DOCUMENT PASSAGE ::
• • •

Across this year’s HFMA Annual Conference agenda, one theme keeps surfacing: healthcare finance teams need better, more connected data to improve revenue integrity.

This post highlights six sessions that stand out most for leaders focused on revenue integrity, AI, and financial sustainability.

Also, read below for billing accuracy based on validated trauma registry data.

Below are 5 sessions we’re looking forward to, plus 1 bonus pick worth checking out.

Key Revenue Integrity Sessions at HFMA 2026

1. From Reactive to Proactive - Using Data and AI for Denial Prevention

📅 June 8, 2026 | 9:10 AM – 10:00 AM

From their agenda:

Healthcare claim denials are at an all-time high, creating significant financial strain for health systems. On average, 15% of initial claims are denied, and while 54% are overturned on appeal, the rework costs billions annually. As payors deploy increasingly sophisticated claim scrubbers, health systems must adopt proactive strategies to prevent denials before they occur. This work highlights our health system’s approach to leveraging data and AI to preempt denials, reduce rework, and protect revenue. We will outline three key tactics that have delivered tens of millions of dollars in savings.

In December 2023, we analyzed all write-offs using raw 835 and 837 data, identifying recurring denial patterns. Based on these insights, we implemented three major initiatives:

Coding Accuracy: We discovered claims leaving with undefined DRGs or unspecified principal diagnoses. A concurrent coding process was established to ensure all claims are complete before submission.

Recurring Account Gaps: High denial rates for IVIG and imaging accounts prompted workflow changes, including EMR smart forms to meet LCD/NCD criteria and close documentation gaps. Predictive Modeling: Using historical denial data, we built AI models to flag high-risk cases in real time. Concurrent CDI and coding teams now address these cases while patients are still in-house, preventing downstream denials.

In just 18 months, these initiatives have safeguarded tens of millions in revenue. Predictive modeling, launched three months ago, is already showing promising results, with further analysis underway to measure impact on billing and appeals resources.

Why it matters:

Denial prevention is moving from reactive cleanup to proactive visibility.

That same shift matters for trauma revenue integrity. When teams can review trauma-related claims alongside validated registry data, they can better identify potential missed charges, documentation gaps, and case-level evidence before issues become harder to resolve.

• • •

RECORDED INFORMATION ::
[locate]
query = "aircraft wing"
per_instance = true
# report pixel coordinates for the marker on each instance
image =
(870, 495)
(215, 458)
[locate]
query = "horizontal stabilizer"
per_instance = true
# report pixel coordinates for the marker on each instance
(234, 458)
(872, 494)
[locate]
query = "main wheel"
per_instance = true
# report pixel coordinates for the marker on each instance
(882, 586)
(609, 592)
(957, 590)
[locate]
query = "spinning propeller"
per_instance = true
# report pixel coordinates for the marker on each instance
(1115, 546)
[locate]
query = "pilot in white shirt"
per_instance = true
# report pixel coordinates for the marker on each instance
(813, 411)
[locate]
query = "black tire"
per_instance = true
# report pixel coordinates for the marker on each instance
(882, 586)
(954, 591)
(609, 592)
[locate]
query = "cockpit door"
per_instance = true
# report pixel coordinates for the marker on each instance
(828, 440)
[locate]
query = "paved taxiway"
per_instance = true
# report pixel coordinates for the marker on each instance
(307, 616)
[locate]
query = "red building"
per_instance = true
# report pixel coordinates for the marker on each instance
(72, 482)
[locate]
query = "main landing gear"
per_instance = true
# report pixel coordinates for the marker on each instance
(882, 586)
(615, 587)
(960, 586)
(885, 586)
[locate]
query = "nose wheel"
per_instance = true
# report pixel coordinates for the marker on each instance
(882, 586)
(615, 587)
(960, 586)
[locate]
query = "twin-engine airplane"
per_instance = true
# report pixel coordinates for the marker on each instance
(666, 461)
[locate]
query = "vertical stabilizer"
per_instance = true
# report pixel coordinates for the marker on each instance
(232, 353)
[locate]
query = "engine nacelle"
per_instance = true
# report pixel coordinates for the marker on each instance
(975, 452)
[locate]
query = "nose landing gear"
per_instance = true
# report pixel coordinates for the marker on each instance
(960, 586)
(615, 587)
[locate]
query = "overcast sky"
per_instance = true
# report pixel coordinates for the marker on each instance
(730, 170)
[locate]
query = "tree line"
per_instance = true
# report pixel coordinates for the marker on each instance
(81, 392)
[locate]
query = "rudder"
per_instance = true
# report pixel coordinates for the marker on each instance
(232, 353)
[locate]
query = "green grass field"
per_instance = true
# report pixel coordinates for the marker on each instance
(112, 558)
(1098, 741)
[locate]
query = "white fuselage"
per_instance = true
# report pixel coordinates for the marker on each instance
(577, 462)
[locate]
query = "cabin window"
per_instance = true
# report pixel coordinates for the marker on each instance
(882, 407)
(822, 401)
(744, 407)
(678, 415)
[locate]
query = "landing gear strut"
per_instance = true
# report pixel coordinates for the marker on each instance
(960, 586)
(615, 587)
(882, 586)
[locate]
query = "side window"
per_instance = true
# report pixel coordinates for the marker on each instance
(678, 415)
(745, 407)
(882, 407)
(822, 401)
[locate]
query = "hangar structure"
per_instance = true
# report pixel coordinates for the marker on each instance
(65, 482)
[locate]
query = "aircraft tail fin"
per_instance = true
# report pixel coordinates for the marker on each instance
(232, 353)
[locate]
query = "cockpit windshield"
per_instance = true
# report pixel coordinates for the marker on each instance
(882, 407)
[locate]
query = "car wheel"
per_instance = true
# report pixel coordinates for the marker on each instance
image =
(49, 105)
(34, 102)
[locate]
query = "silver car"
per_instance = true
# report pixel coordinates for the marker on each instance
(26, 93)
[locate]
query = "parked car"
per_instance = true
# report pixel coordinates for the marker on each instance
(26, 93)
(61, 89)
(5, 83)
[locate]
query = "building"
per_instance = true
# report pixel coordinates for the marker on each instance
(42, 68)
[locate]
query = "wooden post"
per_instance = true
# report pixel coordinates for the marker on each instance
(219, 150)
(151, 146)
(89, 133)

• • •

DESCRIPTION OF THE TASK ::
Pick up the post about revenue integrity sessions at HFMA 2026 right after its last sentence and keep writing it.

REPLY TO THE EXERCISE ::
2. Beyond the Numbers: Making Sense of Price Transparency Data in a Negotiation-Driven World

📅 June 8, 2026 | 3:00 PM – 3:50 PM

From their agenda:

Across all care settings, from ambulatory clinics to complex inpatient environments, finance and compliance leaders face rising pressure to protect revenue integrity amid increasing denials, payer scrutiny, and workforce shortages. Days in A/R are up 20%, denial rates now exceed 12%, and CMS audits all Medicare Advantage contracts annually. Traditional manual reviews can no longer keep pace.

This session brings together Ardent Health and Memorial Hermann Health System for a forward-looking discussion on how AI, automation, and workflow redesign are transforming compliance, CDI, and documentation performance across the continuum of care. Moderated by Ambience Healthcare, the panel will share concrete examples of how technology is reducing denials, improving documentation accuracy, and strengthening defensibility while restoring clinician time and financial predictability.

Attendees will also learn how these organizations are preparing for the next wave of transformation, integrating generative AI, ambient documentation, and predictive analytics to redefine the future of healthcare finance.

Why it matters:

Revenue integrity depends on understanding the details behind the numbers.

For hospitals, data can be technically available but still difficult to interpret without the right context. That same idea applies to trauma revenue integrity. Teams need more than data access; they need clear, trusted evidence that helps them understand what happened, what was billed, and where there may be gaps.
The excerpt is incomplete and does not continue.